#### EXCERPT
Kaur agrees that celebrating milestones can be a fantastic way to stop partners from taking each other for granted and recognise the evolution of their relationship. “It can be anniversaries or things you’ve achieved as a couple, such as having children or buying a home together. I recommend writing these things down because it encourages reflection and it helps to build positive memories. You can also try writing down your partner’s best qualities to remind yourself why you were drawn to them in the first place.”

Tackle the weak spots in your relationship

Unlike food and shelter, sexual chemistry isn’t No 1 in the hierarchy of human needs. Relationships coach Katarina Polonska, who specialises in supporting high-achieving couples, says that grappling to achieve the “big ticket” items in life, such as a good career or building a home, can mean people deprioritise their partner, leading to a loss of sexual interest. “To feel in love after the honeymoon period is a choice – it’s not something we can expect to last,” she says. “To make that choice, we have to make room to feel desire and love. The first thing I ask couples when they’re losing desire for each other is whether there are any other stressors in their life, such as work or caring duties.”

For couples who identify this as a problem, making more time for each other can help them reconnect and regain that sexual chemistry. “Another common reason that people stop fancying their partner is due to past resentments and unresolved relationship issues. These can be tiny microaggressions, but over time they grow into something bigger.”

She recommends that couples take at least 30 minutes each week to try the “three things” exercise. “You share three things you appreciate and three things you need the person to know, for example times you didn’t feel seen or heard, or something that has rocked your trust. Then you share three things that you need, such as acts of romance or help around the house. It’s important not to judge, but give each other space to share.”

Build an intimacy routine

Intimacy is often associated with sex, but Campbell points out that it can be so much more than that. “To keep a loving relationship going without sex, it’s important to build an intimacy routine, for example hugging and kissing before you go out. Sometimes applying a sex ban can be helpful to take the pressure off completely and see what happens when you try holding hands or just cuddling on the sofa.”

She adds that if partners still care about each other, spending quality time together is likely to improve the relationship, and those feelings of sexual chemistry could return – even after years without it.

#### EXTRACTED INFORMATION

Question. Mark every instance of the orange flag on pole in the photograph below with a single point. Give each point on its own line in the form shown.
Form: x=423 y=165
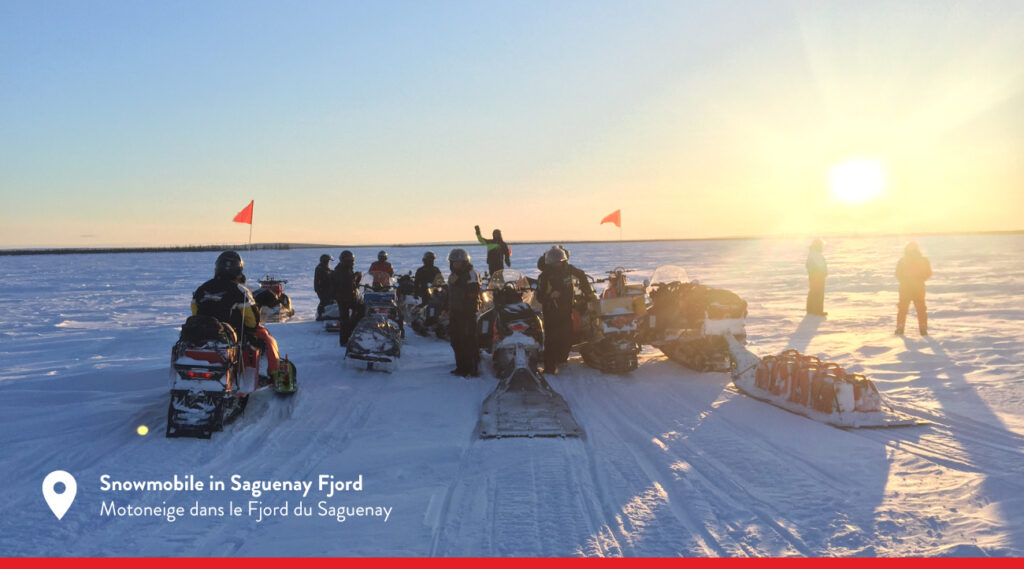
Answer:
x=613 y=217
x=246 y=215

#### TASK OBJECTIVE
Please answer from the relationship excerpt: how much time each week does Katarina Polonska recommend couples spend on the "three things" exercise?

#### REPLY TO THE EXERCISE
At least 30 minutes each week.